- **PROBLEM STATEMENT**
Restate the records below word for word.

>> begin

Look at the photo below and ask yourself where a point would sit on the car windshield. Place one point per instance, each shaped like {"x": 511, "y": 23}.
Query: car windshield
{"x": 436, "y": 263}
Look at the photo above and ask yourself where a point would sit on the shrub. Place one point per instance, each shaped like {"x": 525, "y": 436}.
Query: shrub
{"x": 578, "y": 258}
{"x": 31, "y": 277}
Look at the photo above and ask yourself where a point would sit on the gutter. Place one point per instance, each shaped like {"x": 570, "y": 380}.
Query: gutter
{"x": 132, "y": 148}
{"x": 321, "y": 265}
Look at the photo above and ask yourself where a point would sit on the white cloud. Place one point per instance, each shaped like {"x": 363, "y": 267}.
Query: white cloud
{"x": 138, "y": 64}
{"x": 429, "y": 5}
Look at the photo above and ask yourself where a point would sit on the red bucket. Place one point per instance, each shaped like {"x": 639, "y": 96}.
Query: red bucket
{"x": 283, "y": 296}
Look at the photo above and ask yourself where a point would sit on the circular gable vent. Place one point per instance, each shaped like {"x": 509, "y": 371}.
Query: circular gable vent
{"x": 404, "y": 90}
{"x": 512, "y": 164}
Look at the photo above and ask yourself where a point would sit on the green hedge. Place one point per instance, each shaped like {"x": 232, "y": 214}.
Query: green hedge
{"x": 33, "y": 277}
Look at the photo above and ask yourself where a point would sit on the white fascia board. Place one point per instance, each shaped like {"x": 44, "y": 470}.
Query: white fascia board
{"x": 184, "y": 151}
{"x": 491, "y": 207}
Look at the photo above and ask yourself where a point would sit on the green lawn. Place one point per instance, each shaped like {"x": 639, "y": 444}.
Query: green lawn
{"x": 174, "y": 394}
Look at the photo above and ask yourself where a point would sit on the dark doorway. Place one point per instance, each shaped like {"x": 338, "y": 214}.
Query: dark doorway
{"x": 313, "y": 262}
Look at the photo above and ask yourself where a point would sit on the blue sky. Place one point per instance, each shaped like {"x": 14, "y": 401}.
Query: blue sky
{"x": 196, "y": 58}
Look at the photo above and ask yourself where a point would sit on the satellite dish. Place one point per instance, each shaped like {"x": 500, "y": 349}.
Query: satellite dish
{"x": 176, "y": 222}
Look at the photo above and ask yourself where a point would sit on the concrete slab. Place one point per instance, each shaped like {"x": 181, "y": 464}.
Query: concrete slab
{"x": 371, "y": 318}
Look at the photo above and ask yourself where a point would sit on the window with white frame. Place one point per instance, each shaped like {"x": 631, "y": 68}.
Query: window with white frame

>> end

- **ANSWER TO THIS TASK**
Look at the photo below and ask yourself where a point would sit on the car windshield. Place one point per instance, each shaped like {"x": 511, "y": 23}.
Query: car windshield
{"x": 436, "y": 263}
Look at the photo above and ask yourself where a point would sit on the shrub. Place one point per instance, each shaped like {"x": 525, "y": 436}.
Query: shrub
{"x": 578, "y": 258}
{"x": 31, "y": 277}
Look at the photo above and ask yourself where a point would sit on the gutter. Place one point per instance, each shaped like {"x": 570, "y": 380}.
Query: gutter
{"x": 132, "y": 148}
{"x": 321, "y": 265}
Look at the photo above and ask yourself where a point would sit on the white cloud. Place one point per instance, each shaped like {"x": 363, "y": 267}.
Query: white cloud
{"x": 138, "y": 64}
{"x": 429, "y": 5}
Look at the photo above and ask yourself where a point would sit on the red bucket. Place one point per instance, each shaped like {"x": 639, "y": 96}.
Query: red bucket
{"x": 283, "y": 296}
Look at the photo above and ask yourself where a point would sit on the circular gable vent. Place one point per instance, each shaped like {"x": 509, "y": 371}.
Query: circular gable vent
{"x": 404, "y": 90}
{"x": 512, "y": 164}
Look at the photo above and ask yourself where a point would sit on the green hedge. Place one point per instance, each shaped like {"x": 232, "y": 214}.
Query: green hedge
{"x": 33, "y": 277}
Look at the photo above and ask yourself where a point would sit on the white fascia board. Place one point per instance, each shaped like {"x": 44, "y": 470}.
Query: white fascia board
{"x": 184, "y": 151}
{"x": 491, "y": 207}
Look at the photo above and ask yourself where a point would sit on the green lawn. Place one point per instance, each shaped like {"x": 639, "y": 444}.
Query: green lawn
{"x": 174, "y": 394}
Look at the photo above and ask yourself where a point would sit on the dark doorway. Place one point per instance, each shaped like {"x": 338, "y": 214}.
Query: dark doorway
{"x": 313, "y": 262}
Look at the photo above and ask yourself where a point would sit on the blue sky. Place one point per instance, each shaped like {"x": 14, "y": 401}.
Query: blue sky
{"x": 196, "y": 58}
Look at the photo above and ask yourself where a point would sit on the satellite dish. Place one point per instance, each shaped like {"x": 500, "y": 349}.
Query: satellite dish
{"x": 176, "y": 222}
Look at the photo above and ask yourself where a point would sit on the concrete slab. Place one point per instance, each shaped like {"x": 181, "y": 464}.
Query: concrete slab
{"x": 371, "y": 318}
Look at the photo above and ask yourself where a point would sit on the window with white frame. Place one point per instance, each shaped like {"x": 631, "y": 68}.
Query: window with white frame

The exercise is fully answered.